▶ _Stated problem_
Return exactly the lines from the "blue polka dot shirt -> point" line through the last line of the entries below. Include no pictures.

▶ _Supplied records_
◆ ◆ ◆ ◆ ◆

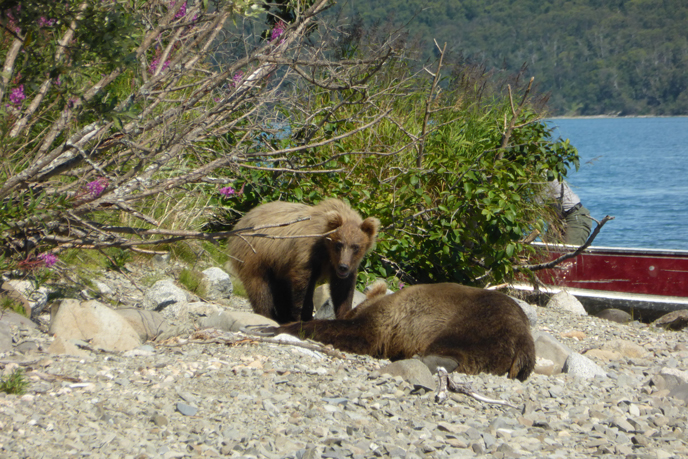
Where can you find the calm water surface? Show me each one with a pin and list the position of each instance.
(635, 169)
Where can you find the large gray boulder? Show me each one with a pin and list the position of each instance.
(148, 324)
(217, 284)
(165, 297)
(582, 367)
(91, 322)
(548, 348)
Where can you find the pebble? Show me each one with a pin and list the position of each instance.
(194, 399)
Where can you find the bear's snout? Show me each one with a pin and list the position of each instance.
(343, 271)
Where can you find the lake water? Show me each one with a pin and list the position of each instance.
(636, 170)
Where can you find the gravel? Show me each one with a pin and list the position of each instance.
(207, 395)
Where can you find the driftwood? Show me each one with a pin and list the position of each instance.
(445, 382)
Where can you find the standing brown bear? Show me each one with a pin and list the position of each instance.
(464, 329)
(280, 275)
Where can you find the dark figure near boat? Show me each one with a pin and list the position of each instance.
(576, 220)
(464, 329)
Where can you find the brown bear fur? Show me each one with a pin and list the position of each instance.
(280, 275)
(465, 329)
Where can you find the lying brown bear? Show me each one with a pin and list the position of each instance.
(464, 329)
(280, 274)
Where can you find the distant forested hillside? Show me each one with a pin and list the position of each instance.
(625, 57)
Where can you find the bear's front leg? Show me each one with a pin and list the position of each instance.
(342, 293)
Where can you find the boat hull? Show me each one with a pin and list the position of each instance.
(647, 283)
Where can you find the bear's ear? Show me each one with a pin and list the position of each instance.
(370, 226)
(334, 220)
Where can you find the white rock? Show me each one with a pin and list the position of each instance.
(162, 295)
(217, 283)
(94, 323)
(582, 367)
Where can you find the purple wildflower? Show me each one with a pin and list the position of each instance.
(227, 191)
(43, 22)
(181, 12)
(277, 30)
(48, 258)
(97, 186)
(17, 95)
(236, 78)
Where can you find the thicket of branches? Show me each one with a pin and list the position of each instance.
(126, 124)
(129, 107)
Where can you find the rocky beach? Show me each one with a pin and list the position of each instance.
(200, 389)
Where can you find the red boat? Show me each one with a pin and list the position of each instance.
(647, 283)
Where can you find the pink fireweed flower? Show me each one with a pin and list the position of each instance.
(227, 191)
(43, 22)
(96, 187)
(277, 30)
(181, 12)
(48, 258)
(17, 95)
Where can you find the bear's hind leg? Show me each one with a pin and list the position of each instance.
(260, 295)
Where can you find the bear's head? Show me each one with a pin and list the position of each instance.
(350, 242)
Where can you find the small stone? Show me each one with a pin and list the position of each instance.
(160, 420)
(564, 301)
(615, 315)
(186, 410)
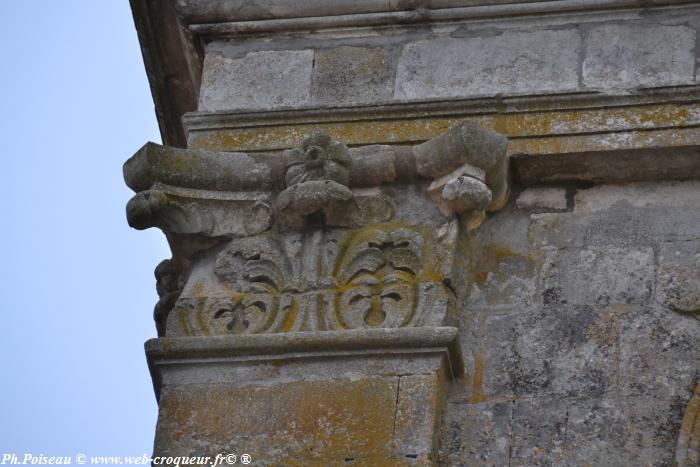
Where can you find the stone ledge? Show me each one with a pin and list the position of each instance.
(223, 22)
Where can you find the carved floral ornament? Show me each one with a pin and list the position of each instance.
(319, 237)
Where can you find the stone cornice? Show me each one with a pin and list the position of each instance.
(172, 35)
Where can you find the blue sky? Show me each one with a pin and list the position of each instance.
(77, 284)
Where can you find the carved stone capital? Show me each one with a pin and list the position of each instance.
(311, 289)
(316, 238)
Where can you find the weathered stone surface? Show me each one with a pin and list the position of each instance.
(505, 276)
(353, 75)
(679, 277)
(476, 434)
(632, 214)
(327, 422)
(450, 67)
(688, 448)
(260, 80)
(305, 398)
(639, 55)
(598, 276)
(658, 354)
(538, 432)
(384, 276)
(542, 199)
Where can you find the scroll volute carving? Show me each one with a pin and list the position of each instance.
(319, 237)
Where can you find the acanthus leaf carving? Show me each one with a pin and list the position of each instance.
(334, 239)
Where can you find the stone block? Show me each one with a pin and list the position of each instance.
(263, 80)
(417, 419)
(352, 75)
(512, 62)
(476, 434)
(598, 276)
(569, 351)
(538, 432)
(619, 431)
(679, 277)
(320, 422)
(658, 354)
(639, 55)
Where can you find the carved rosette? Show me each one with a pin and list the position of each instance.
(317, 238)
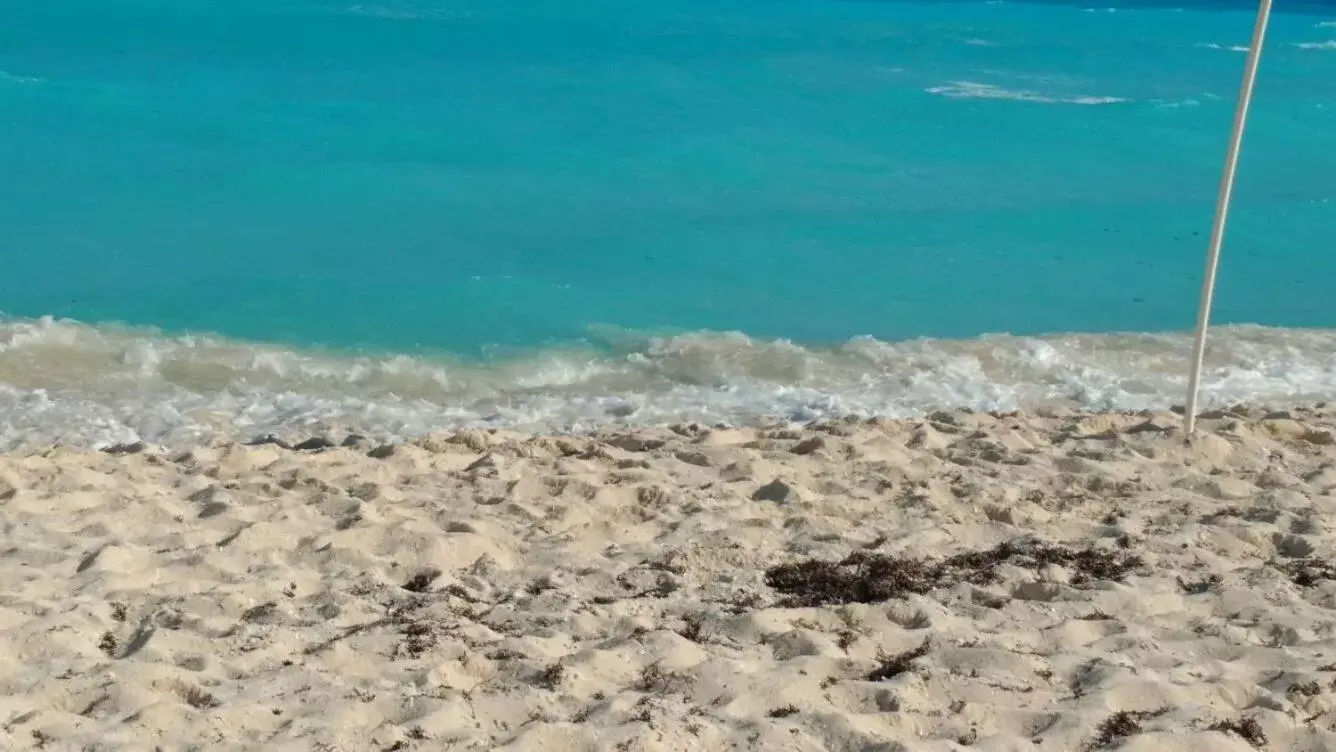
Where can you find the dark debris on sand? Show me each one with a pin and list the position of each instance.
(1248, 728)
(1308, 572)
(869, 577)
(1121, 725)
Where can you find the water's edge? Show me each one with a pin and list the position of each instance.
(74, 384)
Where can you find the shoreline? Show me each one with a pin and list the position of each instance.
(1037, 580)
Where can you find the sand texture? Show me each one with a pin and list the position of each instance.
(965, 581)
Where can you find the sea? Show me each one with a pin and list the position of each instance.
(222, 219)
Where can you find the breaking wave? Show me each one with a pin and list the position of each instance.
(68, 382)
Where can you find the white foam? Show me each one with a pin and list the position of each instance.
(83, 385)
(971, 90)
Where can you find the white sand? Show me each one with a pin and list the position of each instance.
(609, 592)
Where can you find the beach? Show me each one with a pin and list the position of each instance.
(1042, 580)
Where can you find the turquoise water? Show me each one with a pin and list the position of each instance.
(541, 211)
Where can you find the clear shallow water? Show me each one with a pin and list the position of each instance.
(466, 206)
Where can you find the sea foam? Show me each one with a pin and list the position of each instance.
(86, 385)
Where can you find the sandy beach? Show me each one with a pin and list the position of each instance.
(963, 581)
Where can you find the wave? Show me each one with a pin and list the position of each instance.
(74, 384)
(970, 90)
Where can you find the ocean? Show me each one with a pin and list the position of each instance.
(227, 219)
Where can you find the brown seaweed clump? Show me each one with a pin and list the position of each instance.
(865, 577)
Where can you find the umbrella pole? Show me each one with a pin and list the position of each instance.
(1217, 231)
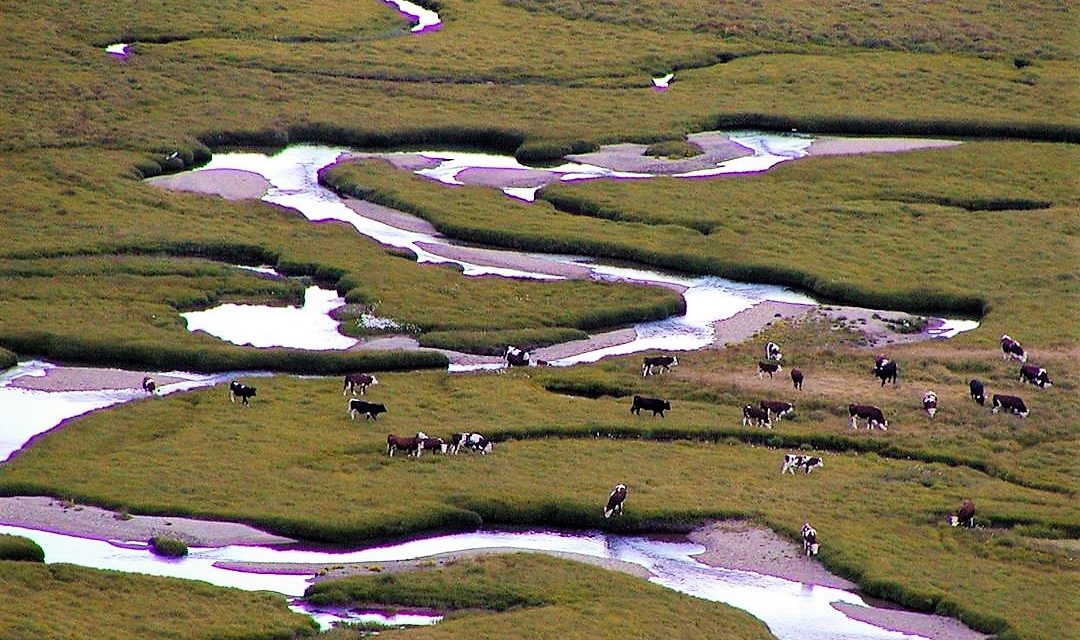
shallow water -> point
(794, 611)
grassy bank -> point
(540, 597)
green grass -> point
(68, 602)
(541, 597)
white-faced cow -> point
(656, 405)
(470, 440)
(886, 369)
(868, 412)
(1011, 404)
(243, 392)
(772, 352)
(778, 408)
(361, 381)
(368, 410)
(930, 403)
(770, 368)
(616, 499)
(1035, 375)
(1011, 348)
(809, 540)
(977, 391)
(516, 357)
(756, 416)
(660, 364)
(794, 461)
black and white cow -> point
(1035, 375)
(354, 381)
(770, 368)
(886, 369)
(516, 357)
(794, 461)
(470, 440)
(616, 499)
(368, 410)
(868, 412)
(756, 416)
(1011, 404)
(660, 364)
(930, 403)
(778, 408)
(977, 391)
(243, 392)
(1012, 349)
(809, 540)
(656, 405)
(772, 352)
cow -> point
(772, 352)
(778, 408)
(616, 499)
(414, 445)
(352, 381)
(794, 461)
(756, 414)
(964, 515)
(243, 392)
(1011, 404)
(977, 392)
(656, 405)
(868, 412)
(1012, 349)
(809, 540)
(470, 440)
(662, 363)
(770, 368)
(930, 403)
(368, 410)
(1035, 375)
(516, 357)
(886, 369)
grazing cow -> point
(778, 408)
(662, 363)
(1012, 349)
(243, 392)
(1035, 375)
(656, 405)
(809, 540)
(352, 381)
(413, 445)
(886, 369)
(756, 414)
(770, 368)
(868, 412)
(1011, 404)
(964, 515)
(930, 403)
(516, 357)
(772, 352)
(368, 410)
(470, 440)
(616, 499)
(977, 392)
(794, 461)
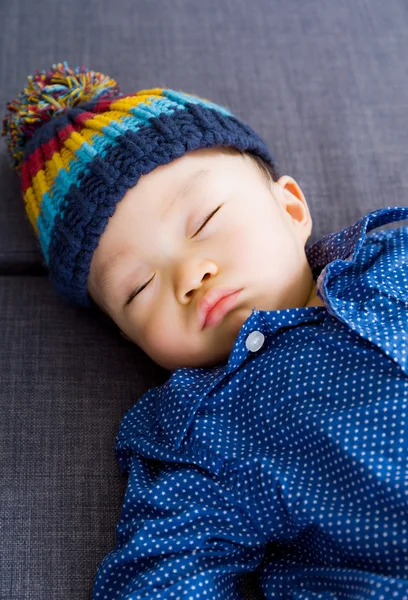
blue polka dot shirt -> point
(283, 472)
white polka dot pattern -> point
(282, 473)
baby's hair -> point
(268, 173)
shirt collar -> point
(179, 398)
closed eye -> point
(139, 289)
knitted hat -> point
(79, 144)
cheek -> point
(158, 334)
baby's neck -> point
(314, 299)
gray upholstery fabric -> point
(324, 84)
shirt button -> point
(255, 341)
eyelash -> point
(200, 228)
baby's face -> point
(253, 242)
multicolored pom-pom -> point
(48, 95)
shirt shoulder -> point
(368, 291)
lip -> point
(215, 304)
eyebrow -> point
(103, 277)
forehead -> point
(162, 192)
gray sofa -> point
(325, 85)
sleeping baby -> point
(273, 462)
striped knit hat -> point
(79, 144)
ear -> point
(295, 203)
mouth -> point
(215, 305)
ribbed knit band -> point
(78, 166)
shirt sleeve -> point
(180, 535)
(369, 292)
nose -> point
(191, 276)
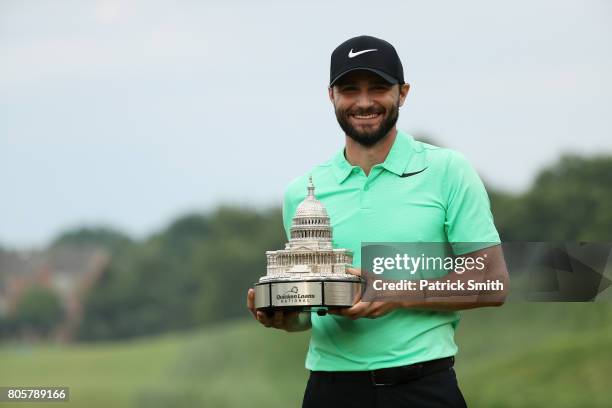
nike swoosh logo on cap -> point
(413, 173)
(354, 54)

◆ ◆ ◆ ◆ ◆

▶ _Answer to the problem_
blue polka dot shirt -> point
(283, 472)
white polka dot pattern -> point
(282, 473)
baby's hair -> point
(268, 173)
shirt collar -> point
(179, 398)
closed eye -> point
(139, 289)
knitted hat -> point
(79, 144)
cheek -> point
(158, 334)
baby's neck -> point
(314, 299)
gray upholstery fabric -> point
(324, 84)
shirt button -> point
(255, 341)
eyelash -> point
(200, 228)
baby's face -> point
(253, 242)
multicolored pom-pom -> point
(48, 95)
shirt shoulder -> point
(368, 291)
lip -> point
(215, 304)
eyebrow -> point
(103, 277)
forehead -> point
(162, 192)
gray sofa -> point
(325, 85)
sleeping baby -> point
(273, 462)
striped knit hat -> point
(79, 144)
ear -> point
(295, 203)
mouth -> point
(215, 305)
ribbed knit band -> point
(78, 166)
shirt sleeve -> point
(180, 535)
(369, 292)
nose -> point
(191, 276)
nike swoosh logo on cap -> point
(413, 173)
(354, 54)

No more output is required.